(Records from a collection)
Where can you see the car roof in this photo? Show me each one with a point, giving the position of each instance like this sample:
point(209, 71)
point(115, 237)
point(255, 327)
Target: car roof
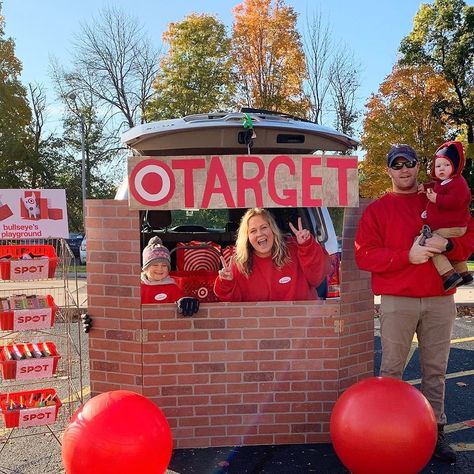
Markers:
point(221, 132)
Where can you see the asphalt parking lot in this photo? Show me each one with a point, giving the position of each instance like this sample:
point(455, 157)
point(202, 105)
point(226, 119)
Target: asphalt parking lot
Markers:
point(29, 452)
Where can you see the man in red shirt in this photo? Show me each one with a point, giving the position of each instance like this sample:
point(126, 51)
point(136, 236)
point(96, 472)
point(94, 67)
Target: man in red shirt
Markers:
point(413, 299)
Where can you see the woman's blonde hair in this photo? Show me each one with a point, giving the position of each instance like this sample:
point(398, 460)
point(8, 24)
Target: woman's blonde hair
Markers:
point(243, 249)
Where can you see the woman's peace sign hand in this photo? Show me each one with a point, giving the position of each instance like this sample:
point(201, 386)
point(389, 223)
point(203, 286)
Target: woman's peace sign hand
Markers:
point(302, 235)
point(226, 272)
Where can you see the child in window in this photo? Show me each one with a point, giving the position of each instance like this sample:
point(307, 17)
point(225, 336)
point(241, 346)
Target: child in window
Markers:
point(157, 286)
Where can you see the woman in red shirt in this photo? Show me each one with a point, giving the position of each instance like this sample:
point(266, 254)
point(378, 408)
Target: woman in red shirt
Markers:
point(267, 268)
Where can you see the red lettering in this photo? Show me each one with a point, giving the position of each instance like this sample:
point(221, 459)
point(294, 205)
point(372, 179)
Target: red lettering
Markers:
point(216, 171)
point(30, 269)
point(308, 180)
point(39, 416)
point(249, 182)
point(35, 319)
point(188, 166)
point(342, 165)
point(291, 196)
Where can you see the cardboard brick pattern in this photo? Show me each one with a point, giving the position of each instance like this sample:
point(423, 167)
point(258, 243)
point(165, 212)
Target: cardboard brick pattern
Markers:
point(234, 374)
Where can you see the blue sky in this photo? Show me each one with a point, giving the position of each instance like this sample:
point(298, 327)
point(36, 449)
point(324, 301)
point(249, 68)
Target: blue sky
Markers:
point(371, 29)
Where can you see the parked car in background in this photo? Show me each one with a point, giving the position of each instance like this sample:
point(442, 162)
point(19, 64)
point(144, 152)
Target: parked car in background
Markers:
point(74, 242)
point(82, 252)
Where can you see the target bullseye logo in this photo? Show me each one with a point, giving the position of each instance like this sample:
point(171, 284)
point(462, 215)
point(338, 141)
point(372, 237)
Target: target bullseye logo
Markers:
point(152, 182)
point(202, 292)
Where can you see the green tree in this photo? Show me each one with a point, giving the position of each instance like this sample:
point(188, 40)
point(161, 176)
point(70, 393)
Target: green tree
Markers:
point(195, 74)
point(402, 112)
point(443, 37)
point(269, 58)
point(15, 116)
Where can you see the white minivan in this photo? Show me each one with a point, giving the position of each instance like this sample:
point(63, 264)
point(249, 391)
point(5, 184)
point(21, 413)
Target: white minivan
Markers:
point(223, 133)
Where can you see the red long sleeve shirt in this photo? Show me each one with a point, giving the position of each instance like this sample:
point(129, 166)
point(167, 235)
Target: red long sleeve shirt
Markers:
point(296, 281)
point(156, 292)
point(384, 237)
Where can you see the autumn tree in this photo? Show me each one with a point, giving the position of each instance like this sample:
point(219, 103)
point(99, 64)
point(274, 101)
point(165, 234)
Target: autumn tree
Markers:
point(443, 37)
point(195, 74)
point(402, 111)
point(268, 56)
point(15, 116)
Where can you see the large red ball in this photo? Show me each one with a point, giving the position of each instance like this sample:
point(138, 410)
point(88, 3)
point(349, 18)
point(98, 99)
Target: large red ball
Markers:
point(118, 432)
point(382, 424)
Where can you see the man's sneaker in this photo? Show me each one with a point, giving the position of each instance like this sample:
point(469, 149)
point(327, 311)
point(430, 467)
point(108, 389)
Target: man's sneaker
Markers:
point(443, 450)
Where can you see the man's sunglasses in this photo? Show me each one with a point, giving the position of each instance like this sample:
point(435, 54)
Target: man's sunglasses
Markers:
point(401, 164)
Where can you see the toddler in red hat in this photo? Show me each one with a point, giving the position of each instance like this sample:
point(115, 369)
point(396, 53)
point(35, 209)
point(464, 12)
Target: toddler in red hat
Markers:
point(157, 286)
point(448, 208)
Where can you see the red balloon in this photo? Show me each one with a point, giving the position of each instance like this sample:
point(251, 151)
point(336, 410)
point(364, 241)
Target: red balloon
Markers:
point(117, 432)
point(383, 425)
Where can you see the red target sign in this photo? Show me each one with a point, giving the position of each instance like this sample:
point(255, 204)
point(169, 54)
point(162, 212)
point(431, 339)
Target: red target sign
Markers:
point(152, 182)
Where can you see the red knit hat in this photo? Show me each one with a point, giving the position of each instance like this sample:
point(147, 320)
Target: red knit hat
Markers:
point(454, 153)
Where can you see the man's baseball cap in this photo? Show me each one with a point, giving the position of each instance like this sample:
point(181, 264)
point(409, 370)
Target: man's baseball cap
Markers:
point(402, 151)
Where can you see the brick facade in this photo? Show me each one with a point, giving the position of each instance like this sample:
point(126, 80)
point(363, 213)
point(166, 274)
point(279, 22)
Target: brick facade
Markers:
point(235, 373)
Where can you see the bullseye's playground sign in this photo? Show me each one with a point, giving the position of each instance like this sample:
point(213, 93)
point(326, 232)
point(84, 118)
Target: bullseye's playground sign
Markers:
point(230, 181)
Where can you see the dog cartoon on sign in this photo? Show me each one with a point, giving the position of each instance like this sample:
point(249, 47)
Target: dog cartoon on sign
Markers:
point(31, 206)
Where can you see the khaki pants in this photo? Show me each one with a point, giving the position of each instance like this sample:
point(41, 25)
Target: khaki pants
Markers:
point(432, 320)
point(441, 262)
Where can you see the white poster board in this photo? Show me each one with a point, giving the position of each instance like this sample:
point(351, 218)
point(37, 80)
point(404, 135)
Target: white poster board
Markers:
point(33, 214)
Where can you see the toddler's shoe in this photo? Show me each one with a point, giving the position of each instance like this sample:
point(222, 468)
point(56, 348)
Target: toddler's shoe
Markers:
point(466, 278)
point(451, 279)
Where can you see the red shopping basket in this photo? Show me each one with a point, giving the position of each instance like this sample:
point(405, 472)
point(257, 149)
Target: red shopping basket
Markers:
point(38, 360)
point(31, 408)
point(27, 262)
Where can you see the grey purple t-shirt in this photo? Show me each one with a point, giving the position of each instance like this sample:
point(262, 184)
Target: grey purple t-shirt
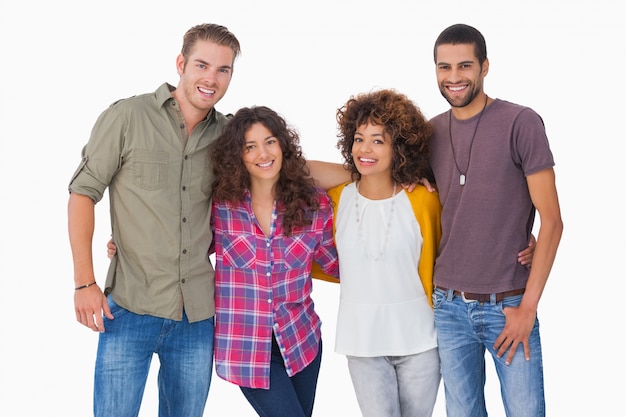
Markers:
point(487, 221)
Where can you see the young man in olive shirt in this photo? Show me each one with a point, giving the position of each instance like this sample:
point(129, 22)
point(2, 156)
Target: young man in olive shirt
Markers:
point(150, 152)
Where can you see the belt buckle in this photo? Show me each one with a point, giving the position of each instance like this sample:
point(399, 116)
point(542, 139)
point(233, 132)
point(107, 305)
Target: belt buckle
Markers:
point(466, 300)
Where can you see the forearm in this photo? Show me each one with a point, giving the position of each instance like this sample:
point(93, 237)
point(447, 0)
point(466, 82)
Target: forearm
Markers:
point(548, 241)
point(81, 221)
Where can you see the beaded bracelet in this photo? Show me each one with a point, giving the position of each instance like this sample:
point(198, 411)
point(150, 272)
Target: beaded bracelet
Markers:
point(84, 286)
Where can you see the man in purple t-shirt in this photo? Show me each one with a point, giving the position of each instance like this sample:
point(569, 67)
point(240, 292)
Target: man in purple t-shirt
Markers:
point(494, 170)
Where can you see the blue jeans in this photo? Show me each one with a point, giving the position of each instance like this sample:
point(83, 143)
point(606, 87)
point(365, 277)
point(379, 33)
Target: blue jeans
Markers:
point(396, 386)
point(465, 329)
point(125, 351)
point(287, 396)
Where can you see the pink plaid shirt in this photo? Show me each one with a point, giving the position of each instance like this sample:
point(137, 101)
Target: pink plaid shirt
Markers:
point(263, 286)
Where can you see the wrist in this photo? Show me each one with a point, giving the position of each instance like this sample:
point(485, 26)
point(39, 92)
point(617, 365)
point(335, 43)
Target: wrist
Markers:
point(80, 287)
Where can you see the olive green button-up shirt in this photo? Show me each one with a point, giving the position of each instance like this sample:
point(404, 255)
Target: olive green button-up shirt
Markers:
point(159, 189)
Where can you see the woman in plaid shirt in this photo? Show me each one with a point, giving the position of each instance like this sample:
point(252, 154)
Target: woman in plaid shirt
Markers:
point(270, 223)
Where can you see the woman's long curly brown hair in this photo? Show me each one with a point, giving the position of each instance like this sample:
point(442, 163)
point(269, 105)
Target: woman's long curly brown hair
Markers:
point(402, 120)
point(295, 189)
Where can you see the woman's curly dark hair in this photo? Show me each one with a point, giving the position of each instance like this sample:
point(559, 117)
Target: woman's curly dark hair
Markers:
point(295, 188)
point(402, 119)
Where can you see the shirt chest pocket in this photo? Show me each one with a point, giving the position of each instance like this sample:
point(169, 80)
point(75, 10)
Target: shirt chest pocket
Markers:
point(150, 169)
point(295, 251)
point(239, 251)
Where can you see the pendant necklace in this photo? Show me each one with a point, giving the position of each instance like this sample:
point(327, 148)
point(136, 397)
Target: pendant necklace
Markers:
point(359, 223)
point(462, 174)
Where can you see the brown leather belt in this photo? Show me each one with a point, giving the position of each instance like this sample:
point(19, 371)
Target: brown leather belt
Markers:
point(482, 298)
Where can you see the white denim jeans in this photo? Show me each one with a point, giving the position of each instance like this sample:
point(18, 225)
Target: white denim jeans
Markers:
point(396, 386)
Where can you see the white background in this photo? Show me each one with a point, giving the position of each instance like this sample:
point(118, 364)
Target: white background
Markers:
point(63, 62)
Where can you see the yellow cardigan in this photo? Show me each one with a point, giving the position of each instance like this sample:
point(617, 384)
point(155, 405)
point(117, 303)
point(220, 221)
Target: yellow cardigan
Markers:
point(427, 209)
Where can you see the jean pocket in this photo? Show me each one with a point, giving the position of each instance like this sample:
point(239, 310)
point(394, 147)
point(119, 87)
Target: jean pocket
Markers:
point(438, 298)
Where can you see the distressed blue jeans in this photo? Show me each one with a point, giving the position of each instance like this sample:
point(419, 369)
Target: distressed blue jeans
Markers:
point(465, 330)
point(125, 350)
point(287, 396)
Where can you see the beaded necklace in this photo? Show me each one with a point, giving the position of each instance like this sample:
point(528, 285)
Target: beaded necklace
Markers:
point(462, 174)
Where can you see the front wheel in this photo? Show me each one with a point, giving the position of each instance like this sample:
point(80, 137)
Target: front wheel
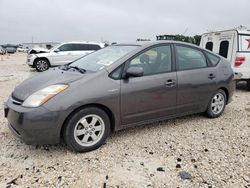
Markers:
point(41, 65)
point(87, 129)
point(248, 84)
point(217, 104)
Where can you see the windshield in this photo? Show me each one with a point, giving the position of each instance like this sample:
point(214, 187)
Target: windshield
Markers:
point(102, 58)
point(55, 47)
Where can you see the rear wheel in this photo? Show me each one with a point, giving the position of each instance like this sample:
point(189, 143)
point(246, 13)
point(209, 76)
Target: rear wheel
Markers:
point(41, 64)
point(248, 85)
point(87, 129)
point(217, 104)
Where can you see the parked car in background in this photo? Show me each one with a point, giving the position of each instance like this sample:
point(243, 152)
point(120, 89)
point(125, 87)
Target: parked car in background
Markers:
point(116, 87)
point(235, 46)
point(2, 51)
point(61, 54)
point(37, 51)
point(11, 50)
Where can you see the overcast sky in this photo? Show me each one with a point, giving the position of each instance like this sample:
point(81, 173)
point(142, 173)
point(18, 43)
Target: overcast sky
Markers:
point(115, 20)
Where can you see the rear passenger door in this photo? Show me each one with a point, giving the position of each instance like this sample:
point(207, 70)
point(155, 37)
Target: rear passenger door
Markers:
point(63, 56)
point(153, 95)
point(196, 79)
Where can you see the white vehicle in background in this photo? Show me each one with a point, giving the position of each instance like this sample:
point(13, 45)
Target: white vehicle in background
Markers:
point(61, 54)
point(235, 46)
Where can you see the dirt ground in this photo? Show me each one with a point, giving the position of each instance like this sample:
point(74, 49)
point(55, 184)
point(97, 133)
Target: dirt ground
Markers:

▶ _WORK TO COMPLETE_
Number of lines above containing the word "cartoon": state it and add nothing else.

▶ _OUTPUT OF THE TASK_
2